**Article:**
A Model for Hybrid Simulations of Molecular Dynamics and CFD
Shugo Yasuda, Ryoichi Yamamoto

TL;DR
This paper introduces a multi-scale hybrid simulation method combining molecular dynamics and CFD, where local MD simulations generate stress data for CFD, enabling more accurate flow modeling at different scales.
Contribution
The paper presents a novel hybrid simulation approach that couples MD and CFD without relying on predefined constitutive relations, validated on simple Lennard-Jones liquids.
Findings
Hybrid simulations accurately reproduce traditional CFD results under proper mesh and time-step conditions.
Large fluctuations occur when CFD mesh size and time-step are too large relative to MD sampling.
Fluctuation properties are analyzed to understand their impact on simulation accuracy.

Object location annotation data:
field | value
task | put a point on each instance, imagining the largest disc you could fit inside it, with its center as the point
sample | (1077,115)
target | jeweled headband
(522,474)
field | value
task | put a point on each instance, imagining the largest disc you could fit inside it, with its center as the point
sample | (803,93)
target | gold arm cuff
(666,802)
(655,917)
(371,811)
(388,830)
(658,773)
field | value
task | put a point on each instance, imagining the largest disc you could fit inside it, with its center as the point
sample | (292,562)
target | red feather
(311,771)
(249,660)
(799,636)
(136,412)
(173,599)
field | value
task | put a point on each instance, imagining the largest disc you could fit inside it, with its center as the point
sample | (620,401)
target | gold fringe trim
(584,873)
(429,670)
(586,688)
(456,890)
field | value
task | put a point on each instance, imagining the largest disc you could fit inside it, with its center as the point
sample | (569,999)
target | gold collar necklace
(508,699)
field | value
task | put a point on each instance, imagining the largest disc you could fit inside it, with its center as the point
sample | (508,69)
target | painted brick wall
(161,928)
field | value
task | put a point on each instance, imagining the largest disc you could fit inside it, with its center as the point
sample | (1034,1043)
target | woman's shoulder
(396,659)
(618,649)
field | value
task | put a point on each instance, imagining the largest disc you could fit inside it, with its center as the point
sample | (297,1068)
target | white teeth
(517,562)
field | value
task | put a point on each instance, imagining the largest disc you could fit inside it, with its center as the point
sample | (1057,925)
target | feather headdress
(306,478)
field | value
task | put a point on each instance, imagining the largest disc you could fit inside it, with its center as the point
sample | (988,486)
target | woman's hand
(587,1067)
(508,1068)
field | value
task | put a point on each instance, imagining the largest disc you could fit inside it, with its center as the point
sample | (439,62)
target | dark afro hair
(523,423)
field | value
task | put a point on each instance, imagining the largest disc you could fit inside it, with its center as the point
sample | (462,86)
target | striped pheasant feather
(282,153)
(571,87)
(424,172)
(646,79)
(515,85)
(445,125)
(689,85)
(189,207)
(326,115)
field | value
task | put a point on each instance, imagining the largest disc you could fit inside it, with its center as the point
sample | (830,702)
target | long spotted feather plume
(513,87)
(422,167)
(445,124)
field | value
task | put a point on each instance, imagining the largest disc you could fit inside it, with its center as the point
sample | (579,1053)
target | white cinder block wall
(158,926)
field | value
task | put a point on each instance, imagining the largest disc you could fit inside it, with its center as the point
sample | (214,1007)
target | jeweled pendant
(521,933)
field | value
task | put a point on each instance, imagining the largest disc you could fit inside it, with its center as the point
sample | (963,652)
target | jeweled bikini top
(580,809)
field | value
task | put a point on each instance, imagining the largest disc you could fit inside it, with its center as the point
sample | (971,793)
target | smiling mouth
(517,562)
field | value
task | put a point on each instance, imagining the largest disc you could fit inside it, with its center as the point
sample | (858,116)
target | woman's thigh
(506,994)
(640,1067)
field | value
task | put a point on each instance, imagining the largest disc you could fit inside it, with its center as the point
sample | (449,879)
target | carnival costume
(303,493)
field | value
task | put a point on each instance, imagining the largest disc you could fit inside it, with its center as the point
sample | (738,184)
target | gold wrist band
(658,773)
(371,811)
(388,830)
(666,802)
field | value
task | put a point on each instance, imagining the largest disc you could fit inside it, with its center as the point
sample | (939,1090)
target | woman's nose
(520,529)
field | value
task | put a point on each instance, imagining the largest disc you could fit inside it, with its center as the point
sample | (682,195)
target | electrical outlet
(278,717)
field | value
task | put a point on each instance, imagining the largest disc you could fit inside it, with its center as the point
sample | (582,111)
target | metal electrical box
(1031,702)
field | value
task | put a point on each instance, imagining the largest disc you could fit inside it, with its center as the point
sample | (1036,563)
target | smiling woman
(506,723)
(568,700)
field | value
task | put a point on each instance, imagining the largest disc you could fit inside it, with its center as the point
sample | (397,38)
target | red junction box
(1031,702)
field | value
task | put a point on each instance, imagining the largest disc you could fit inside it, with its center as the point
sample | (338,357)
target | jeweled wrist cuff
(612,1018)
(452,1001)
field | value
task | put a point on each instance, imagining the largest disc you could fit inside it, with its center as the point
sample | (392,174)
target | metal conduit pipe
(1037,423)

==

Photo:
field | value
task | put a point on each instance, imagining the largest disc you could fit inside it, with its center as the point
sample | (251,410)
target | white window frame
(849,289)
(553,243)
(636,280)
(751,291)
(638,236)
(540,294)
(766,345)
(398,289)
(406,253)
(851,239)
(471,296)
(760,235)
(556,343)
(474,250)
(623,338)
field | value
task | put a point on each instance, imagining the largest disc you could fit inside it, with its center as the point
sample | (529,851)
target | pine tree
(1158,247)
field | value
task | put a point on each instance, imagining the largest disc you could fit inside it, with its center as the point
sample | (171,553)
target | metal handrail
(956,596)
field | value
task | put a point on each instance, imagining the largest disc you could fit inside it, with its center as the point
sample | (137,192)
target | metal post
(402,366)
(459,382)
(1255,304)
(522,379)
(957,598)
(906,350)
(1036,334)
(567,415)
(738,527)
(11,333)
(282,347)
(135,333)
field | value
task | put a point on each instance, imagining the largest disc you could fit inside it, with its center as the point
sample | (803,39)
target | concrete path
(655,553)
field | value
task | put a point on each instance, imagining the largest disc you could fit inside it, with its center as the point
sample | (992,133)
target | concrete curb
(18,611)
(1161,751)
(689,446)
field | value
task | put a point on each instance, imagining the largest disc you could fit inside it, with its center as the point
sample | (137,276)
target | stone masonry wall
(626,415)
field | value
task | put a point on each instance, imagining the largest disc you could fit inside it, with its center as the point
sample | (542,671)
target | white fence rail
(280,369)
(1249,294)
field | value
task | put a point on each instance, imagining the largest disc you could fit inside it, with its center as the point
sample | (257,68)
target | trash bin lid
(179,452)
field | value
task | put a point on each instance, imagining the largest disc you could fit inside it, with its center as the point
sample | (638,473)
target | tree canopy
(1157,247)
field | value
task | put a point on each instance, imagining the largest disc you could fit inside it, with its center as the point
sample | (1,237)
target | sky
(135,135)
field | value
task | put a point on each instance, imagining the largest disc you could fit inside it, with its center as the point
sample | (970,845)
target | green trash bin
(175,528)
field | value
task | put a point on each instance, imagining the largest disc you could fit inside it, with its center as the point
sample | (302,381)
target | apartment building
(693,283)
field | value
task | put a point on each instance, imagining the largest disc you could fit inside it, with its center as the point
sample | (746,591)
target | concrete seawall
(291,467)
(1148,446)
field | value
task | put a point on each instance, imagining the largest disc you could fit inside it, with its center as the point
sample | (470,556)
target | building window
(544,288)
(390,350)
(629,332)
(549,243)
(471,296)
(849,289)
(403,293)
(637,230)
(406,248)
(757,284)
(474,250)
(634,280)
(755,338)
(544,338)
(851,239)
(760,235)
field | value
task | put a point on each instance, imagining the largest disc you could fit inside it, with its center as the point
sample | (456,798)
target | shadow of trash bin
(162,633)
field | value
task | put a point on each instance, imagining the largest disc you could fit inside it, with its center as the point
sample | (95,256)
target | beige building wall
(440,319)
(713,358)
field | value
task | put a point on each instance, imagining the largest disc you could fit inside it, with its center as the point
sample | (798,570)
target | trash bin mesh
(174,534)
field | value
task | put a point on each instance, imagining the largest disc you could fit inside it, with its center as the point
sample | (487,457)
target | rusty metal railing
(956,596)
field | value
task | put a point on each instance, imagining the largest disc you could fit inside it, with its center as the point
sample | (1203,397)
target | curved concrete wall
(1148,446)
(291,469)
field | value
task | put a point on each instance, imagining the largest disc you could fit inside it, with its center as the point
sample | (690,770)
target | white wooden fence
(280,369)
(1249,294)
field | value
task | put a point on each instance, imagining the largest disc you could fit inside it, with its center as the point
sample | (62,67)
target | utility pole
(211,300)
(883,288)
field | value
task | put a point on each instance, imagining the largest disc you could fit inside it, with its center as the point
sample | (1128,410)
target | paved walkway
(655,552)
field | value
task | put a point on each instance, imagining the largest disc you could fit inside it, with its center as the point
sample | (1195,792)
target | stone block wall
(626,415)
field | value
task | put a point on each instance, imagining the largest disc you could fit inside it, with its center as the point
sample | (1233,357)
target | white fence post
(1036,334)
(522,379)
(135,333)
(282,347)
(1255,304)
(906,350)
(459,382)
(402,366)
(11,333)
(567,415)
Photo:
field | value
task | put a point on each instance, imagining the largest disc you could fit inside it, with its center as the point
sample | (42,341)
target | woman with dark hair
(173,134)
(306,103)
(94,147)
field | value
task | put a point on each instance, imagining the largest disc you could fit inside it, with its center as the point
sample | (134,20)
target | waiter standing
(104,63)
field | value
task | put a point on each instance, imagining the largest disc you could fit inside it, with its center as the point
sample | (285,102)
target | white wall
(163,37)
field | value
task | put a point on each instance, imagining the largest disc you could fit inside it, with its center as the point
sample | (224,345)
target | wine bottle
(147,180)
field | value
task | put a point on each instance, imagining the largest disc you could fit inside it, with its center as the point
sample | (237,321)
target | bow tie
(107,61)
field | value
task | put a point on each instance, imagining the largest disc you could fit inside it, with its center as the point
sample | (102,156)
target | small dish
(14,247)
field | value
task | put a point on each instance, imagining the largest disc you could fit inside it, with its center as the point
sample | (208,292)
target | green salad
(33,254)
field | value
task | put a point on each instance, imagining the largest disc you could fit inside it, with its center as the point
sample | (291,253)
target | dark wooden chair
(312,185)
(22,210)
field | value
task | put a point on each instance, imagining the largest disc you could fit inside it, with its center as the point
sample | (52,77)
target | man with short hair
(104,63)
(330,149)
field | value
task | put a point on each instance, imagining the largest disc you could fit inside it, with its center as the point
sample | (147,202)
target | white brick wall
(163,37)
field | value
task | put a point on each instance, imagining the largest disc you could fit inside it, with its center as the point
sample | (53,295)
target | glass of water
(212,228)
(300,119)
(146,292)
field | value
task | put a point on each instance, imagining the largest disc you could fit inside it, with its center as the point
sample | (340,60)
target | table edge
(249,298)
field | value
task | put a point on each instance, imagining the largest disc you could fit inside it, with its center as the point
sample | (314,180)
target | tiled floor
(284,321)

**Short problem 1:** According to the paper summary, why are the fluctuation properties analyzed, and under what conditions do large fluctuations occur?
**Short problem 2:** Filter the rows, keeping every line that contains the word "feather". Treat the match as case-sensitive.

**Expected output 1:** The fluctuation properties are analyzed to understand their impact on simulation accuracy. Large fluctuations occur when the CFD mesh size and time-step are too large relative to the MD sampling.

**Expected output 2:**
target | red feather
target | feather headdress
target | striped pheasant feather
target | long spotted feather plume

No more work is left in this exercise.